[Data entries]
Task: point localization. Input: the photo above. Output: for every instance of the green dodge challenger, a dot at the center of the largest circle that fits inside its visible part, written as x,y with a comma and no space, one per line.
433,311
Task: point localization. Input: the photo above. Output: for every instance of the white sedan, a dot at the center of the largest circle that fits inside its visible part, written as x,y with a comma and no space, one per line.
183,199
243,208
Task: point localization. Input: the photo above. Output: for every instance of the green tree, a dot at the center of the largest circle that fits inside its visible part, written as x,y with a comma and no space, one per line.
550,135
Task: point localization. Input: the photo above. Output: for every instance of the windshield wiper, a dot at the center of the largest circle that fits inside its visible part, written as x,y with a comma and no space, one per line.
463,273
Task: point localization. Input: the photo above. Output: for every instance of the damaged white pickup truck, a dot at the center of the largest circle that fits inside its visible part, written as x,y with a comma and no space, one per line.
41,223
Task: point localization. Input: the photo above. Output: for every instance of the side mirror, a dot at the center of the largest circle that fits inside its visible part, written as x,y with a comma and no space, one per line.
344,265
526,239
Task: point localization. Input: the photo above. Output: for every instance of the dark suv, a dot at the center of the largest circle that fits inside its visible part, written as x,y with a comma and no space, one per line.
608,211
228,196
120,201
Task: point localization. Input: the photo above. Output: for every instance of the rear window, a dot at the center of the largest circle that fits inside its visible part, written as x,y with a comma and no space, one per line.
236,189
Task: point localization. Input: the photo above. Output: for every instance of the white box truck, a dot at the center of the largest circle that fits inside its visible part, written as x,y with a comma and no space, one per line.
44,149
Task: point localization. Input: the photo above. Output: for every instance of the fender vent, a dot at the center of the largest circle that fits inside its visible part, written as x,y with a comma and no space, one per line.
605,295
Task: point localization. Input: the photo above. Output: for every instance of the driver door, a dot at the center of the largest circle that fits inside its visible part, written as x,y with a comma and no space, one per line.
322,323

What the task requires
Copy every one of the items above again, word for word.

Task output
Task: point localization. Input: the photo above. Output: for every instance of the green dodge challenger, a dot at the center of the largest circle that fits inside its visible part, written as x,y with a comma and no space, one per line.
433,311
Task: point localization. Input: the photo above. Output: for every instance of the white sedan, a dot at the center of the largest circle that fits inside its visible part, written as x,y with a comma and no space, one per line.
183,199
243,208
Task: point localization. Input: the photo above. Output: for every instance of the green tree, a dot at the center of the largest circle that fits inside its visible part, written as x,y with a comma and no space, one per line.
550,135
Task: point localization. Input: the photo above. Output: for every instance of the windshield wiper, a dot at the center of the largest circle that fits inside its visible part, written as x,y with a comma and no space, one per line.
463,273
Task: point localization. Input: the photo above. Output: for every instance of the damaged white pickup truck, a dot at the center of the largest circle that fits inside its visible part, written as x,y with a comma and no space, one per line.
41,223
Task: point localization. Input: the photo above. Output: for every instance of the side mirror, a dot at the center of the largest circle that fits inside its visible part, written as x,y with a comma and no space, one per line.
344,265
526,239
Task: point localization. Input: the photo above. Output: for every instance of the dark suv, a dot at the center of the largest circle that fits inside its visible part, written as x,y with a comma and no space, one per line.
608,211
228,196
120,201
Task: point localization. Input: the photo above. Output: for every instance of the rear window, a dot at the center of the largest circle that fits inside its visible part, written as x,y with a comma and no space, one per line.
236,189
Task: point localization. Input: the photo above. Output: for every instance of the white box truck, a dot at the center of the largest circle that fits inside its visible part, written as x,y with a comma and no space, one per line.
44,149
Task: point localization. Input: the photo above. Output: for every instance of the fender vent, a dot at the center of the largest circle that fits inside its visible part, written as x,y with a comma and no space, one per line.
605,295
Task: point localization. Input: the photo above. Output: for every instance of the driver door, a dot at the center of the largest circle that fits inside its visible part, written as x,y with a comma and no space, one per line.
322,323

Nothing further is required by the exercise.